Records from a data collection
----------

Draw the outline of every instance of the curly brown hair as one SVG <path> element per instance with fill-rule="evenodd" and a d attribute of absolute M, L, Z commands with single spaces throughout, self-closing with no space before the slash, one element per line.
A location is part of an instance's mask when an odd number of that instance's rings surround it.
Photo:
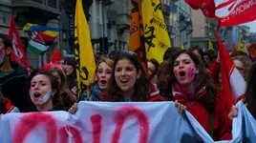
<path fill-rule="evenodd" d="M 131 54 L 129 52 L 124 52 L 117 56 L 114 62 L 114 72 L 111 76 L 111 84 L 108 89 L 107 100 L 108 101 L 124 101 L 122 96 L 122 92 L 117 86 L 117 81 L 115 80 L 116 66 L 118 61 L 127 59 L 129 60 L 136 68 L 137 72 L 141 71 L 141 75 L 137 79 L 134 87 L 135 92 L 131 96 L 132 101 L 146 101 L 149 97 L 150 92 L 150 81 L 146 78 L 145 71 L 143 70 L 141 64 L 139 63 L 138 56 Z"/>
<path fill-rule="evenodd" d="M 187 54 L 195 63 L 195 65 L 199 68 L 199 73 L 196 74 L 195 76 L 195 81 L 197 81 L 197 83 L 200 86 L 205 86 L 205 91 L 206 91 L 206 94 L 202 98 L 203 101 L 205 101 L 205 108 L 209 111 L 209 112 L 214 112 L 215 109 L 215 103 L 216 103 L 216 98 L 217 98 L 217 88 L 214 85 L 214 82 L 212 81 L 211 77 L 209 76 L 206 69 L 204 68 L 202 60 L 199 59 L 199 57 L 193 53 L 192 51 L 181 51 L 179 52 L 177 52 L 169 61 L 169 72 L 170 72 L 170 77 L 169 77 L 169 82 L 168 82 L 168 89 L 169 91 L 172 91 L 172 84 L 177 82 L 177 79 L 174 75 L 173 70 L 174 70 L 174 63 L 175 60 L 181 54 L 181 53 L 185 53 Z M 171 92 L 171 95 L 172 92 Z M 171 98 L 171 97 L 169 97 Z"/>
<path fill-rule="evenodd" d="M 49 72 L 43 71 L 43 72 L 40 72 L 39 74 L 47 76 L 50 79 L 52 90 L 56 91 L 55 94 L 53 97 L 53 107 L 63 106 L 63 102 L 62 102 L 63 100 L 60 97 L 60 93 L 59 93 L 59 90 L 58 90 L 57 78 L 54 75 L 53 75 L 52 73 L 50 73 Z"/>
<path fill-rule="evenodd" d="M 61 67 L 53 67 L 48 71 L 50 73 L 54 74 L 56 72 L 61 80 L 61 83 L 58 83 L 58 91 L 59 94 L 64 102 L 64 106 L 67 109 L 70 109 L 75 102 L 77 102 L 77 98 L 75 94 L 72 93 L 68 82 L 67 77 L 65 75 L 64 71 Z"/>
<path fill-rule="evenodd" d="M 252 61 L 247 57 L 247 56 L 234 56 L 232 57 L 233 60 L 239 60 L 242 62 L 244 71 L 242 72 L 242 75 L 244 76 L 245 80 L 247 82 L 248 81 L 248 75 L 249 75 L 249 70 L 252 65 Z"/>

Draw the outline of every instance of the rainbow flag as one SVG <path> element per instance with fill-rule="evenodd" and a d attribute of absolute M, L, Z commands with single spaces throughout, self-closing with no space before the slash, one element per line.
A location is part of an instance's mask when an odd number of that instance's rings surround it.
<path fill-rule="evenodd" d="M 42 55 L 54 42 L 61 29 L 27 23 L 23 31 L 31 37 L 28 44 L 29 49 L 32 52 Z"/>

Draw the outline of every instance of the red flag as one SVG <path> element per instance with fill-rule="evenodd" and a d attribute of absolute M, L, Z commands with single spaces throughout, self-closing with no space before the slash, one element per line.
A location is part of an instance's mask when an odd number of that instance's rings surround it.
<path fill-rule="evenodd" d="M 243 98 L 246 89 L 246 83 L 240 72 L 235 68 L 218 33 L 215 32 L 214 34 L 219 45 L 223 91 L 226 97 L 227 107 L 230 109 L 235 102 Z"/>
<path fill-rule="evenodd" d="M 215 15 L 222 26 L 234 26 L 256 19 L 255 0 L 214 0 Z"/>
<path fill-rule="evenodd" d="M 59 49 L 55 49 L 53 58 L 52 58 L 52 63 L 57 64 L 61 60 L 61 54 Z"/>
<path fill-rule="evenodd" d="M 185 0 L 194 10 L 201 10 L 206 17 L 215 17 L 214 0 Z"/>
<path fill-rule="evenodd" d="M 214 17 L 220 26 L 230 27 L 256 19 L 255 0 L 185 0 L 194 10 L 201 10 L 206 17 Z"/>
<path fill-rule="evenodd" d="M 12 52 L 11 56 L 11 60 L 16 61 L 17 63 L 24 65 L 27 69 L 29 69 L 28 58 L 19 36 L 17 27 L 15 25 L 13 15 L 11 17 L 8 36 L 11 40 L 12 40 Z"/>

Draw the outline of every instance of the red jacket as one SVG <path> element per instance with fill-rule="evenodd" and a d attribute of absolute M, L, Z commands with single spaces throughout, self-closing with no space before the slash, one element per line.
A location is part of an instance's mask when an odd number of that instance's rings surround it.
<path fill-rule="evenodd" d="M 101 99 L 101 101 L 106 101 L 107 93 L 102 92 L 100 95 L 100 99 Z M 166 101 L 166 100 L 160 96 L 160 91 L 158 90 L 157 85 L 150 84 L 149 98 L 146 101 L 153 102 L 153 101 Z"/>
<path fill-rule="evenodd" d="M 187 96 L 181 95 L 174 97 L 184 106 L 187 111 L 198 120 L 203 129 L 209 133 L 209 112 L 205 109 L 205 101 L 202 97 L 205 95 L 205 91 L 202 94 L 193 99 L 188 99 Z M 224 96 L 218 93 L 213 114 L 213 135 L 214 140 L 231 140 L 231 120 L 227 117 L 228 111 L 224 107 Z"/>
<path fill-rule="evenodd" d="M 220 63 L 214 60 L 208 69 L 208 73 L 212 77 L 213 81 L 216 84 L 219 84 L 219 74 L 221 73 Z"/>

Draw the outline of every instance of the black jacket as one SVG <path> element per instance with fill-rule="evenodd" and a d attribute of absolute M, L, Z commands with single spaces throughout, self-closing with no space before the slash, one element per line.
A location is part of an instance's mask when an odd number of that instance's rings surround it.
<path fill-rule="evenodd" d="M 9 98 L 20 112 L 34 112 L 35 106 L 32 102 L 29 92 L 30 81 L 27 70 L 15 62 L 11 62 L 11 67 L 14 71 L 0 77 L 0 89 L 3 95 Z"/>

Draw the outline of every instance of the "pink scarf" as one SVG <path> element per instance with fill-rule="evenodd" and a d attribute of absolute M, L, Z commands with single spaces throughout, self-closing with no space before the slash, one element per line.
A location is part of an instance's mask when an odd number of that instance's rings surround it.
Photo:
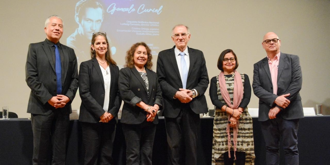
<path fill-rule="evenodd" d="M 226 81 L 225 80 L 224 75 L 223 72 L 222 71 L 219 75 L 219 85 L 220 87 L 220 91 L 221 95 L 228 106 L 232 109 L 237 109 L 238 106 L 241 104 L 242 99 L 243 98 L 243 83 L 242 82 L 242 78 L 241 74 L 235 70 L 235 74 L 234 77 L 234 101 L 233 105 L 230 102 L 230 97 L 229 96 L 229 93 L 227 90 L 227 85 L 226 85 Z M 227 114 L 228 117 L 228 121 L 230 119 L 231 116 Z M 239 123 L 237 121 L 237 123 L 236 126 L 233 128 L 233 132 L 234 133 L 234 155 L 235 159 L 236 159 L 236 145 L 237 143 L 237 133 L 238 133 L 238 126 Z M 230 158 L 230 134 L 229 133 L 229 124 L 227 124 L 227 129 L 226 130 L 228 135 L 228 155 Z"/>

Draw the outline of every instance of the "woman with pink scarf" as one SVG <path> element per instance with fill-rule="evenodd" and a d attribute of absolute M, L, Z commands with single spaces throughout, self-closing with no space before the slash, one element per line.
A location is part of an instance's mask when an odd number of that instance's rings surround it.
<path fill-rule="evenodd" d="M 237 58 L 230 49 L 221 53 L 217 66 L 221 72 L 211 80 L 210 88 L 216 107 L 212 164 L 254 165 L 252 118 L 247 107 L 251 91 L 248 77 L 236 70 Z"/>

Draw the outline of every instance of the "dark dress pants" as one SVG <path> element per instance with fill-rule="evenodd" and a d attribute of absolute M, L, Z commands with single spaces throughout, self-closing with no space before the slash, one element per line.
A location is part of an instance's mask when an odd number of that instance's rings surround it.
<path fill-rule="evenodd" d="M 199 114 L 187 104 L 176 118 L 165 118 L 169 165 L 197 165 Z"/>
<path fill-rule="evenodd" d="M 266 145 L 267 165 L 278 165 L 279 164 L 280 137 L 282 137 L 283 139 L 285 164 L 299 164 L 297 136 L 299 121 L 299 119 L 286 120 L 280 116 L 275 119 L 261 122 L 261 130 Z"/>
<path fill-rule="evenodd" d="M 126 142 L 126 165 L 151 165 L 156 126 L 147 119 L 142 123 L 122 123 Z"/>
<path fill-rule="evenodd" d="M 32 164 L 65 164 L 66 147 L 70 124 L 69 115 L 54 111 L 49 115 L 31 114 L 33 133 Z"/>
<path fill-rule="evenodd" d="M 233 165 L 235 162 L 235 165 L 245 165 L 245 152 L 240 151 L 236 151 L 236 160 L 234 160 L 234 151 L 230 151 L 230 158 L 228 155 L 228 151 L 223 154 L 223 163 L 225 165 Z"/>
<path fill-rule="evenodd" d="M 112 152 L 116 133 L 115 119 L 108 123 L 80 123 L 85 147 L 84 164 L 114 164 Z"/>

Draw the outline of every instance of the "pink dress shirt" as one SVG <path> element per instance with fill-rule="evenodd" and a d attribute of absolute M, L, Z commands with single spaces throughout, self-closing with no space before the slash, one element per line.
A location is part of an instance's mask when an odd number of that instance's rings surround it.
<path fill-rule="evenodd" d="M 270 74 L 272 76 L 272 82 L 273 83 L 273 93 L 277 94 L 277 74 L 279 69 L 279 63 L 280 62 L 280 56 L 281 52 L 280 52 L 274 57 L 273 61 L 271 61 L 269 57 L 267 56 L 268 60 L 268 65 L 270 70 Z"/>

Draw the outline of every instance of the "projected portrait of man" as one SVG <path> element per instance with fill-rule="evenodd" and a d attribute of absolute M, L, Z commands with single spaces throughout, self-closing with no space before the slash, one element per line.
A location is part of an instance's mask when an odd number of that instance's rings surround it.
<path fill-rule="evenodd" d="M 81 0 L 76 5 L 75 19 L 79 25 L 76 31 L 67 39 L 67 45 L 73 48 L 77 55 L 78 64 L 90 59 L 91 41 L 93 33 L 100 31 L 103 20 L 104 9 L 99 2 L 94 0 Z M 112 47 L 114 54 L 116 48 Z"/>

----------

→ Exercise description: Express as a JSON list of strings, one string per line, every line from the start of the records up to and including the line containing "97 L 53 107", omitting blank lines. Leave the pictures out of the answer.

→ Solved problem:
[
  "Draw the outline of every instance of the curly brown hair as one SVG <path> element per instance with fill-rule=\"evenodd\" and a d attribute of absolute M, L, Z commands with single spaces throughout, self-closing with no space before the slash, one element per line.",
  "A location is part of an instance's mask when an odd number of that instance's rings surround it.",
  "Photo:",
  "<path fill-rule=\"evenodd\" d=\"M 131 54 L 129 52 L 124 52 L 117 56 L 114 62 L 114 72 L 111 76 L 111 84 L 108 89 L 107 100 L 108 101 L 124 101 L 122 96 L 122 92 L 117 86 L 117 81 L 115 80 L 116 66 L 118 61 L 127 59 L 129 60 L 136 68 L 137 72 L 141 71 L 141 75 L 137 79 L 134 87 L 135 92 L 131 96 L 132 101 L 146 101 L 149 97 L 150 92 L 150 81 L 146 78 L 145 71 L 143 70 L 141 64 L 139 63 L 138 56 Z\"/>",
  "<path fill-rule=\"evenodd\" d=\"M 187 54 L 195 63 L 195 65 L 199 68 L 199 73 L 196 74 L 195 76 L 195 81 L 197 81 L 197 83 L 200 86 L 205 86 L 205 91 L 206 91 L 206 94 L 202 98 L 203 101 L 205 101 L 205 108 L 209 111 L 209 112 L 214 112 L 215 109 L 215 103 L 216 103 L 216 98 L 217 98 L 217 88 L 214 85 L 214 82 L 212 81 L 211 77 L 209 76 L 206 69 L 204 68 L 202 60 L 199 59 L 199 57 L 193 53 L 192 51 L 181 51 L 179 52 L 177 52 L 169 61 L 169 72 L 170 72 L 170 77 L 169 77 L 169 82 L 168 82 L 168 89 L 169 91 L 172 91 L 172 84 L 177 82 L 177 79 L 174 75 L 173 70 L 174 70 L 174 63 L 175 60 L 181 54 L 181 53 L 185 53 Z M 171 92 L 171 95 L 172 92 Z M 171 98 L 171 97 L 169 97 Z\"/>",
  "<path fill-rule=\"evenodd\" d=\"M 49 72 L 43 71 L 43 72 L 40 72 L 39 74 L 47 76 L 50 79 L 52 90 L 56 91 L 55 94 L 53 97 L 53 107 L 63 106 L 63 102 L 62 102 L 63 100 L 60 97 L 60 93 L 59 93 L 59 90 L 58 90 L 57 78 L 54 75 L 53 75 L 52 73 L 50 73 Z\"/>"
]